Requirements: Find every line in the rows below that contains the word "potted", and copy each of those lines in full.
== == ==
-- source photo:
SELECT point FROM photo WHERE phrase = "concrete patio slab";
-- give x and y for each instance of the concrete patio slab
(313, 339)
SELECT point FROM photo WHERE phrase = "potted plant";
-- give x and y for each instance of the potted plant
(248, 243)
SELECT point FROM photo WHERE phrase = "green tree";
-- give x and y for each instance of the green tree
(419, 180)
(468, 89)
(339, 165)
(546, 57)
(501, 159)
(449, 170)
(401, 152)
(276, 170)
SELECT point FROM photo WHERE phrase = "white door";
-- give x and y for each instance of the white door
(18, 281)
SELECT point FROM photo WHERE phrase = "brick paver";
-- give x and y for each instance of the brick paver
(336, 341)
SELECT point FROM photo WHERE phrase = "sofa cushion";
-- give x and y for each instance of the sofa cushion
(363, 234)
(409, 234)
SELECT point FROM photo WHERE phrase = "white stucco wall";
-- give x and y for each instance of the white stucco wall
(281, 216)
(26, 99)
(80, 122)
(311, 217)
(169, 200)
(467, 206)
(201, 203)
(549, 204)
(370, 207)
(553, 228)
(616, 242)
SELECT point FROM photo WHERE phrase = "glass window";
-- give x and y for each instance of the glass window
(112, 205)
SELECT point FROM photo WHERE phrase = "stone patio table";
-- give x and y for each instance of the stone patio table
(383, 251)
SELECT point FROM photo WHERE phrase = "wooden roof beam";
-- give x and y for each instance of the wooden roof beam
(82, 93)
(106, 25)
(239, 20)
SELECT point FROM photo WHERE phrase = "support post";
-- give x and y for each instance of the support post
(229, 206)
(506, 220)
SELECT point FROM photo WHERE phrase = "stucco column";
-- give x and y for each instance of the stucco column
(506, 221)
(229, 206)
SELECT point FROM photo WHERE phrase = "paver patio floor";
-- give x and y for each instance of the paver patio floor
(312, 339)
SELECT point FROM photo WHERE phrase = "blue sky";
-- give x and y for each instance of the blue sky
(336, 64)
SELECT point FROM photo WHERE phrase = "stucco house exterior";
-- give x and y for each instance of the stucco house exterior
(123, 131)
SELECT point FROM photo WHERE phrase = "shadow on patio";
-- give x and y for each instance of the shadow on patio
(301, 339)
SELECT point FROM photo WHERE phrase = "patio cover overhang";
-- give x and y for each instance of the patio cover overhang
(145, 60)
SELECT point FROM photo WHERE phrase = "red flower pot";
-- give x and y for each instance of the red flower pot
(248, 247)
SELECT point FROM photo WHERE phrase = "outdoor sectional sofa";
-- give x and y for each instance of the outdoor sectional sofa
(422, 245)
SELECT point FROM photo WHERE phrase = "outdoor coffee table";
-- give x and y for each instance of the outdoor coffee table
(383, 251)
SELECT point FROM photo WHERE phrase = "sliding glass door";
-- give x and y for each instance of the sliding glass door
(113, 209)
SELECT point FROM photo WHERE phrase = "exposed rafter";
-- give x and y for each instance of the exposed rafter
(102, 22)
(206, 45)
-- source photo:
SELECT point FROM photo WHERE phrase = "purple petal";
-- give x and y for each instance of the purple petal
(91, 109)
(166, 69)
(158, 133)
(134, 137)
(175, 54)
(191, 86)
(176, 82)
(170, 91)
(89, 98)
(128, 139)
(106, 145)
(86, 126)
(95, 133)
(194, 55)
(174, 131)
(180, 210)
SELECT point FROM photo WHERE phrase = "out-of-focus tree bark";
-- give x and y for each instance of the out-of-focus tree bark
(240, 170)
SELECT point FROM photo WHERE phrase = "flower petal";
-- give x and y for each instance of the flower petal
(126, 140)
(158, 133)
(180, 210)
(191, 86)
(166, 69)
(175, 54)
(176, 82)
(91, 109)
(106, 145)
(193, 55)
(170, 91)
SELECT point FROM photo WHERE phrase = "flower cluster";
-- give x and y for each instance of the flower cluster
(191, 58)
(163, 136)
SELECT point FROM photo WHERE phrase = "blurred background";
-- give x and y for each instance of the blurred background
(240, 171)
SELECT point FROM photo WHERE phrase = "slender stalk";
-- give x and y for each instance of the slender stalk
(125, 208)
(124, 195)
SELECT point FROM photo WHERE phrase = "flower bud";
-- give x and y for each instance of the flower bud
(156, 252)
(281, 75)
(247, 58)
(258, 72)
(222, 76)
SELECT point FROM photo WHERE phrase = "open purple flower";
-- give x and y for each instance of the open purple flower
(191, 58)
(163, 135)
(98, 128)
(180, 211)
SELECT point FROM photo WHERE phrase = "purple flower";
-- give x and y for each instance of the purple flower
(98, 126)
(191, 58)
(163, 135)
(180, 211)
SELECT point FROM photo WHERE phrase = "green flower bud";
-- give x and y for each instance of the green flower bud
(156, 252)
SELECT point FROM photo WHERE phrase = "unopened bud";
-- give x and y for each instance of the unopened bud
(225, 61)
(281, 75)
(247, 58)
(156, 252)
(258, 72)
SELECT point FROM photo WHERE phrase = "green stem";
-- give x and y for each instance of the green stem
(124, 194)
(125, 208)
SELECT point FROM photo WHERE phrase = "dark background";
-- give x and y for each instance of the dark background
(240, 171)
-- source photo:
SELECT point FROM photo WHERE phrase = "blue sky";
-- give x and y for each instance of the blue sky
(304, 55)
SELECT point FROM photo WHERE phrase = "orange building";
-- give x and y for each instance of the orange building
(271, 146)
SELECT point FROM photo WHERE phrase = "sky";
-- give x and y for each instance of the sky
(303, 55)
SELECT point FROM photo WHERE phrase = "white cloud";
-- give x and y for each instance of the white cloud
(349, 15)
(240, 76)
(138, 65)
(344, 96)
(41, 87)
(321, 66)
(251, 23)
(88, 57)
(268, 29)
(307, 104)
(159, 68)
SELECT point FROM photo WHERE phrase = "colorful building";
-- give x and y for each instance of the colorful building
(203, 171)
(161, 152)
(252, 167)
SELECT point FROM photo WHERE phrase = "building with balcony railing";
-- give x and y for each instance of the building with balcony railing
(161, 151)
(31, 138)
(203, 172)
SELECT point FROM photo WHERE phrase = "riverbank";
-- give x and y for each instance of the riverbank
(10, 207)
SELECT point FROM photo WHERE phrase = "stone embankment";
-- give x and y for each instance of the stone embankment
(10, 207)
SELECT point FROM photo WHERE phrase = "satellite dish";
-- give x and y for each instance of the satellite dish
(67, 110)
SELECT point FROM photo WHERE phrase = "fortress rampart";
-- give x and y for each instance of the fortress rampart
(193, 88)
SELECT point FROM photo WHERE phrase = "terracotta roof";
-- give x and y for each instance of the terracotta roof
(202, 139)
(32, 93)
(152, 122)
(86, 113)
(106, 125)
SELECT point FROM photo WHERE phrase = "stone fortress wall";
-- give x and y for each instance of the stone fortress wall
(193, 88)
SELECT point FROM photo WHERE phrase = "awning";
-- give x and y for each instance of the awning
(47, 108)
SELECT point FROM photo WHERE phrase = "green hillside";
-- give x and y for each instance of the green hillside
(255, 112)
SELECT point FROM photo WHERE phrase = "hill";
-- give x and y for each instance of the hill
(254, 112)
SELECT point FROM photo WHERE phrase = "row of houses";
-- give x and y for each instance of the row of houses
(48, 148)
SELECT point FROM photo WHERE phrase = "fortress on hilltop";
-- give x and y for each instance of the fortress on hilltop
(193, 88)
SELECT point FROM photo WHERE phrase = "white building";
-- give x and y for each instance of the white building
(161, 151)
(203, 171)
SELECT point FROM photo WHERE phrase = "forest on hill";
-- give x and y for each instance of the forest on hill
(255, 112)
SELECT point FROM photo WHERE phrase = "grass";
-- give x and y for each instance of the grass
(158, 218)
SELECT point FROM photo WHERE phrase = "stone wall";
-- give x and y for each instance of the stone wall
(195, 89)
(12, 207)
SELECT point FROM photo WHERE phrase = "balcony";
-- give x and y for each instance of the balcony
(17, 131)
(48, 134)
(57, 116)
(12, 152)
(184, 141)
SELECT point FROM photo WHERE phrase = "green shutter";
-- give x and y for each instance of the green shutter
== == ==
Answer to this problem:
SELECT point FROM photo WHERE phrase = "potted plant";
-- give x and y for each instance of the potted plant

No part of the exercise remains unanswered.